Task objective | Without changing a single character, write out every record below.

============

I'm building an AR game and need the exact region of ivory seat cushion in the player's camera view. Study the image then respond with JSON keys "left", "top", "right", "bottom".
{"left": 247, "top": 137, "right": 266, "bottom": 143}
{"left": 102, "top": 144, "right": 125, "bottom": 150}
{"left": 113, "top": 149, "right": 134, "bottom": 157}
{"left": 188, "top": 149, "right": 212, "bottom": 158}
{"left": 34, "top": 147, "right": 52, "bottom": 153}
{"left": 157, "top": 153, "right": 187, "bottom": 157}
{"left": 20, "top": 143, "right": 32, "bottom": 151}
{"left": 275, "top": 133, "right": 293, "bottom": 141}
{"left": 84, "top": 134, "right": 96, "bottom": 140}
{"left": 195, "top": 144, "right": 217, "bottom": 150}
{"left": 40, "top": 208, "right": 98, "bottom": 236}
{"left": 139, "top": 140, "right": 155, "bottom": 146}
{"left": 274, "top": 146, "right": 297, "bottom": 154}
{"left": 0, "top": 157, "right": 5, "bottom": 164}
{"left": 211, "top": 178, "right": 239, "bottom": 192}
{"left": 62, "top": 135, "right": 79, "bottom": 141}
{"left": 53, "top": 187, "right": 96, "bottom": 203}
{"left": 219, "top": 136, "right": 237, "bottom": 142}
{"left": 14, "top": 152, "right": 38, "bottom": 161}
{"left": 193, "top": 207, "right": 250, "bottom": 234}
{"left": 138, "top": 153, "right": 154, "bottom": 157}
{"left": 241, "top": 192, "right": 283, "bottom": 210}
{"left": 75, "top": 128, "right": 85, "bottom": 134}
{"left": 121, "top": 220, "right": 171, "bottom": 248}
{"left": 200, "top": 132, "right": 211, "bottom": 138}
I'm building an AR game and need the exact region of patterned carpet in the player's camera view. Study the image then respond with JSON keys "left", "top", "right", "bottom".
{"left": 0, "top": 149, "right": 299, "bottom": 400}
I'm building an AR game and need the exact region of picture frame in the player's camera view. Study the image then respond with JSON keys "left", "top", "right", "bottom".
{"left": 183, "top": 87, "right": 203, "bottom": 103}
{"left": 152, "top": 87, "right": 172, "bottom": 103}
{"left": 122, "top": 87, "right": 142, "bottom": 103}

============

Answer |
I'm building an AR game and need the exact region of ivory seat cushion in the player's camera view. Study the image then respond with JSON keys "left", "top", "right", "bottom".
{"left": 247, "top": 137, "right": 266, "bottom": 143}
{"left": 102, "top": 144, "right": 125, "bottom": 150}
{"left": 113, "top": 149, "right": 134, "bottom": 157}
{"left": 188, "top": 149, "right": 212, "bottom": 158}
{"left": 34, "top": 147, "right": 52, "bottom": 153}
{"left": 157, "top": 153, "right": 187, "bottom": 157}
{"left": 20, "top": 143, "right": 32, "bottom": 151}
{"left": 275, "top": 133, "right": 293, "bottom": 141}
{"left": 84, "top": 134, "right": 96, "bottom": 140}
{"left": 195, "top": 144, "right": 217, "bottom": 150}
{"left": 40, "top": 208, "right": 98, "bottom": 236}
{"left": 139, "top": 140, "right": 155, "bottom": 146}
{"left": 274, "top": 146, "right": 297, "bottom": 154}
{"left": 0, "top": 157, "right": 5, "bottom": 164}
{"left": 211, "top": 178, "right": 239, "bottom": 192}
{"left": 62, "top": 135, "right": 79, "bottom": 141}
{"left": 53, "top": 187, "right": 96, "bottom": 203}
{"left": 219, "top": 136, "right": 237, "bottom": 142}
{"left": 14, "top": 152, "right": 38, "bottom": 161}
{"left": 193, "top": 207, "right": 250, "bottom": 234}
{"left": 138, "top": 153, "right": 154, "bottom": 157}
{"left": 241, "top": 192, "right": 283, "bottom": 210}
{"left": 75, "top": 128, "right": 85, "bottom": 134}
{"left": 121, "top": 220, "right": 171, "bottom": 248}
{"left": 200, "top": 132, "right": 211, "bottom": 138}
I'm building an AR game and need the exact region of patterned carpet in the player's camera view. Study the image then respond with JSON keys "left", "top", "right", "bottom".
{"left": 0, "top": 149, "right": 299, "bottom": 400}
I'm building an AR game and need the exact region of picture frame in the player's camera view. Study the image then respond with JSON keys "left", "top", "right", "bottom".
{"left": 183, "top": 87, "right": 203, "bottom": 103}
{"left": 152, "top": 87, "right": 172, "bottom": 103}
{"left": 122, "top": 87, "right": 142, "bottom": 103}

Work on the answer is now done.